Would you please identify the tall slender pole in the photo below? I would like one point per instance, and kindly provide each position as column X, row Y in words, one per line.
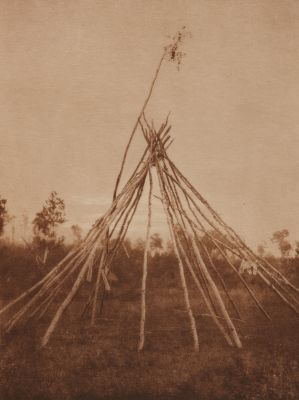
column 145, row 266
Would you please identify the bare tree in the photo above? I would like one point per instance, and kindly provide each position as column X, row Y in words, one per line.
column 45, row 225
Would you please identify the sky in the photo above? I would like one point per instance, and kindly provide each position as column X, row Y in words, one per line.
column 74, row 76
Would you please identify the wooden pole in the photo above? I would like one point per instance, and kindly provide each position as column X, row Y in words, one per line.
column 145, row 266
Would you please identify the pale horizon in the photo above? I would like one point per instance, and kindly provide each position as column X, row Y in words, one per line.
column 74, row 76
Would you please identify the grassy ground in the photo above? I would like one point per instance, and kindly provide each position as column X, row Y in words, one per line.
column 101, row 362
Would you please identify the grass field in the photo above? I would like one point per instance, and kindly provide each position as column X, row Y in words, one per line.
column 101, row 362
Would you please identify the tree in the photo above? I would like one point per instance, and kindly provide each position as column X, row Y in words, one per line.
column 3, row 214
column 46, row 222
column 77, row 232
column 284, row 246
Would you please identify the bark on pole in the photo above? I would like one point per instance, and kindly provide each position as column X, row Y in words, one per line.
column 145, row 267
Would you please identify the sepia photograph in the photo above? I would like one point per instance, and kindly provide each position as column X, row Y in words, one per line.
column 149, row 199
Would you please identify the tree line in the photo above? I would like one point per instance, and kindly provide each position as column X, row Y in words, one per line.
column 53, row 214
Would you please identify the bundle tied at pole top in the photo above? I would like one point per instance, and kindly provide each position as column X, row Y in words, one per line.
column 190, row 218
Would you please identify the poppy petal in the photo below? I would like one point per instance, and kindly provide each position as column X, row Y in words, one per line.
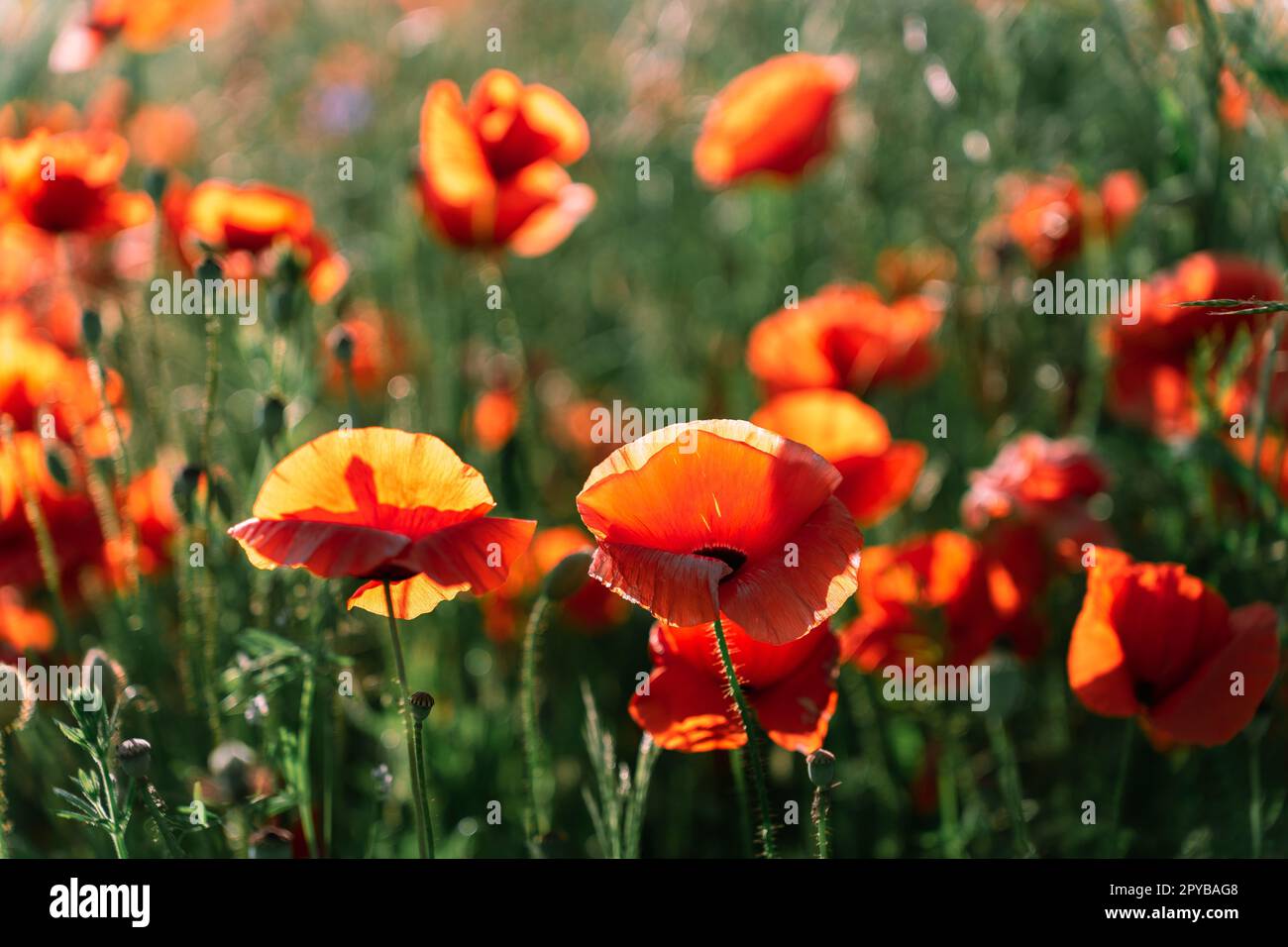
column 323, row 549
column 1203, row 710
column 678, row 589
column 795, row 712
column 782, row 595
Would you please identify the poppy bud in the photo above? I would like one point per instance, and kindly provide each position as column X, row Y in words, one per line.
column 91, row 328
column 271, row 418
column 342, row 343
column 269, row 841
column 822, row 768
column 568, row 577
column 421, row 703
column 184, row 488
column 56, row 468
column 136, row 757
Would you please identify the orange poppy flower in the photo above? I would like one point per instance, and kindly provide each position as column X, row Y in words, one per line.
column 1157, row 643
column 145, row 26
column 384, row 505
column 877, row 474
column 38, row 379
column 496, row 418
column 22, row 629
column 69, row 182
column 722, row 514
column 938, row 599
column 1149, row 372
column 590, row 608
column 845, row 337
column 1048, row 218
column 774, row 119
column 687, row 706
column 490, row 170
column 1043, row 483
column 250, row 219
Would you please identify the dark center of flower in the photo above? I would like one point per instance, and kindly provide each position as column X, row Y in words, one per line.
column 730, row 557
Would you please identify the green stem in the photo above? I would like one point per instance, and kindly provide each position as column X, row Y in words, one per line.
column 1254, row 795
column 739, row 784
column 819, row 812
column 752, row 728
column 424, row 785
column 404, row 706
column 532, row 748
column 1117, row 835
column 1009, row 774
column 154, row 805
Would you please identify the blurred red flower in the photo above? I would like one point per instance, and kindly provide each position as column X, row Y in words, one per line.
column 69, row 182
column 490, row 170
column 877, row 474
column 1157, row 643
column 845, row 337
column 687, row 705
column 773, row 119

---

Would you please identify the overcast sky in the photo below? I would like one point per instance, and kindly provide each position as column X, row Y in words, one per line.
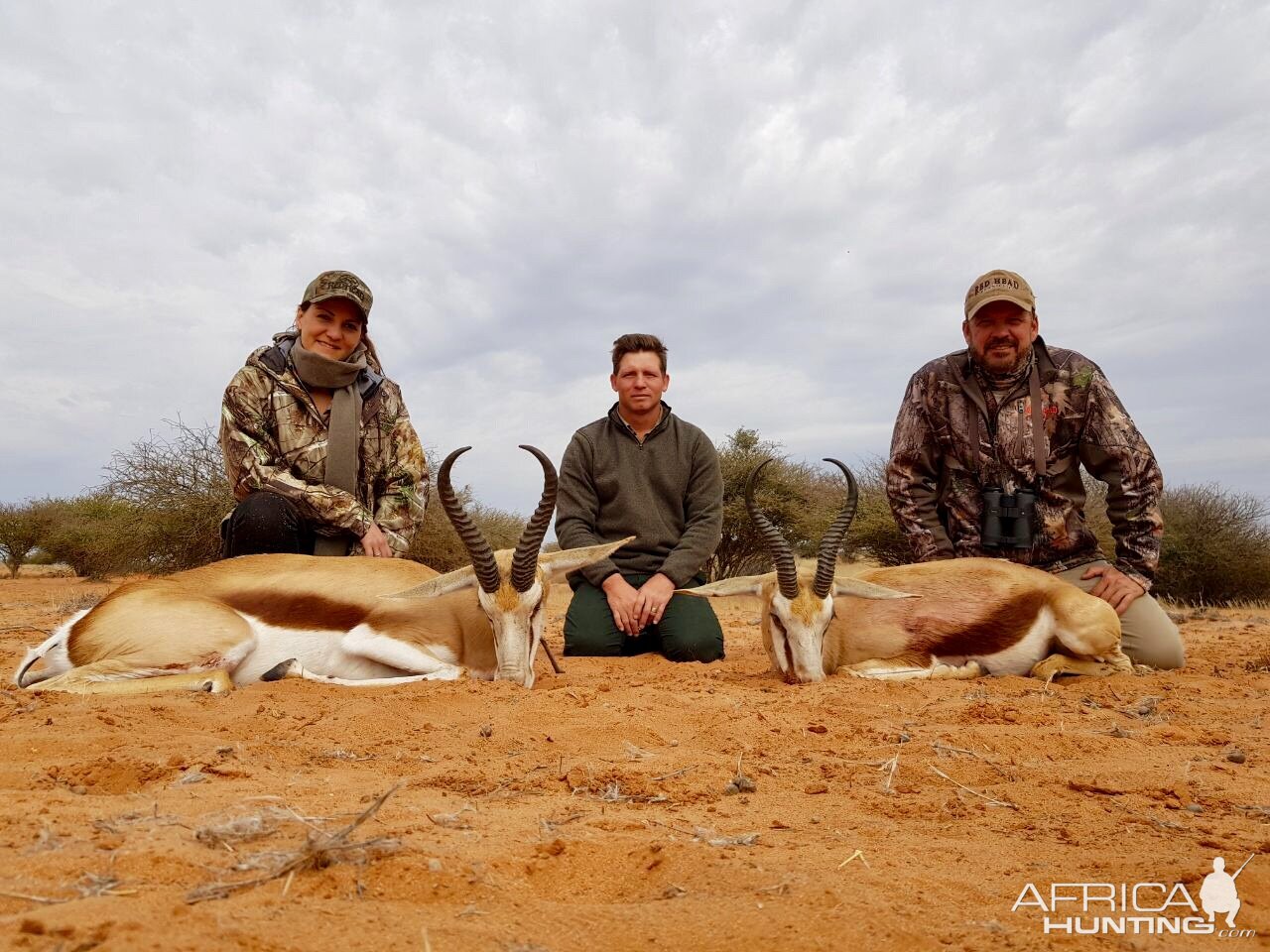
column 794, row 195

# Problem to work on:
Count the lines in the data above that contain the word "sepia". Give only the number.

# Result of this task:
1